● Selected extract:
--- Begin ---
Paper ID | MLSP-40.5 | ||
Paper Title | SEQ-CPC : SEQUENTIAL CONTRASTIVE PREDICTIVE CODING FOR AUTOMATIC SPEECH RECOGNITION | ||
Authors | Yulong Chen, Jianping Zhao, Weiqi Wang, Ming Fang, Haimei Kang, Lu Wang, Tao Wei, Jun Ma, Shaojun Wang, Jing Xiao, Ping An Technology, China | ||
Session | MLSP-40: Contrastive Learning | ||
Location | Gather.Town | ||
Session Time: | Friday, 11 June, 11:30 - 12:15 | ||
Presentation Time: | Friday, 11 June, 11:30 - 12:15 | ||
Presentation | Poster | ||
Topic | Machine Learning for Signal Processing: [MLR-SSUP] Self-supervised and semi-supervised learning | ||
IEEE Xplore Open Preview | Click here to view in IEEE Xplore | ||
Abstract | Inspired by the contrastive predictive coding (CPC), we propose a feature representation scheme for automatic speech recognition (ASR), which encodes sequential dependency information from raw audio signals. Following the original CPC, for a given frame, mutual information (MI) lower bound is maximized between historical context and future prediction. While computing the MI lower bound, based on original CPC, we develop the sequential CPC (SEQ-CPC), which takes the sequential information between frames into consideration. Since speech frames are not independent events, incorporating sequential information leads to better recognition performance. Experimental results on WSJ corpus show that SEQ-CPC achieves the best performance than CPC and NCE which is the contrastive objective used in wav2vec. |
--- End ---
● Dataset:
--- Begin ---
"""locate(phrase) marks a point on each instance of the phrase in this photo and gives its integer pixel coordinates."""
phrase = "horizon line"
--- End ---
--- Begin ---
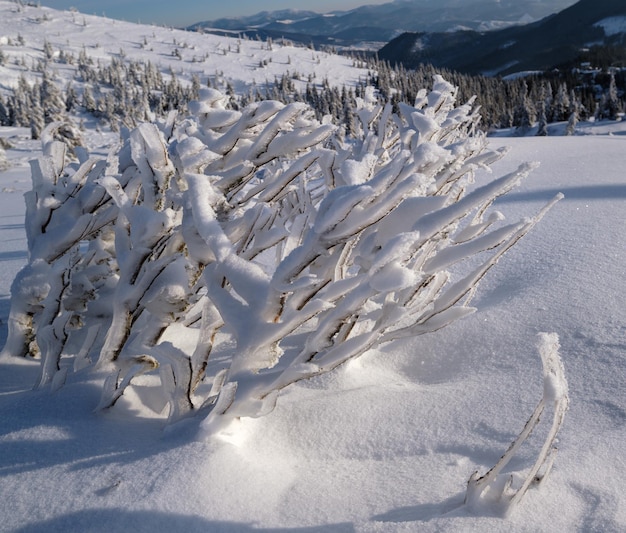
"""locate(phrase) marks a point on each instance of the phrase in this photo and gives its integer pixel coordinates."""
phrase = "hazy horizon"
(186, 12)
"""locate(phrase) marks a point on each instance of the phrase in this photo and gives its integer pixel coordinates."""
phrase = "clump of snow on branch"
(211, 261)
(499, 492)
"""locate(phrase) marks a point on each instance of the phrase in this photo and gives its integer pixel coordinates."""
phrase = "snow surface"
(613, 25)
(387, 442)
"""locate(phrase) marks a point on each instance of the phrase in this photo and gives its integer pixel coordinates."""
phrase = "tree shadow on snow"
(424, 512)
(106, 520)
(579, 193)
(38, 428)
--- End ---
--- Begin ---
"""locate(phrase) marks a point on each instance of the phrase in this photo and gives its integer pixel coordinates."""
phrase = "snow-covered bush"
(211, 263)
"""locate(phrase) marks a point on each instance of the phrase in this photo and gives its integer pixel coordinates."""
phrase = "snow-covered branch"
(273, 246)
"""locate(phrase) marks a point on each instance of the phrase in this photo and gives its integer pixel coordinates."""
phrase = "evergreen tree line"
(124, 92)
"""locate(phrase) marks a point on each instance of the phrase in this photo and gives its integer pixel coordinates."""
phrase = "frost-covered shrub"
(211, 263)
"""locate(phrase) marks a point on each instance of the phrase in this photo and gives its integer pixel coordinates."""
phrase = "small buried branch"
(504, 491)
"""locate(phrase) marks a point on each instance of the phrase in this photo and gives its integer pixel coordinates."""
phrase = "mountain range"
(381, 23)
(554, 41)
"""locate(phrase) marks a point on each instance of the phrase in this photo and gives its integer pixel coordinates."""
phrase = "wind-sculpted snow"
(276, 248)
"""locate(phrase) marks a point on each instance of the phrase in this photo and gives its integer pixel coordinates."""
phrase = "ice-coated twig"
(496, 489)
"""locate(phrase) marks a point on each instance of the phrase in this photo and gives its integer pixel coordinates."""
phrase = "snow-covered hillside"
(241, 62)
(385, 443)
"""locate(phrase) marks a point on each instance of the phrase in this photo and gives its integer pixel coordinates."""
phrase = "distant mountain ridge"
--- End ---
● Requirements:
1 > Answer these questions from the SEQ-CPC page:
(a) Where is the session held?
(b) On which corpus were the experiments run?
(c) In what format is the paper presented?
2 > Report each line of the listing that contains the string "covered", matching case exactly.

● Full answers:
1 >
(a) Gather.Town
(b) The WSJ corpus
(c) Poster

2 >
phrase = "snow-covered bush"
phrase = "snow-covered branch"
phrase = "frost-covered shrub"
phrase = "snow-covered hillside"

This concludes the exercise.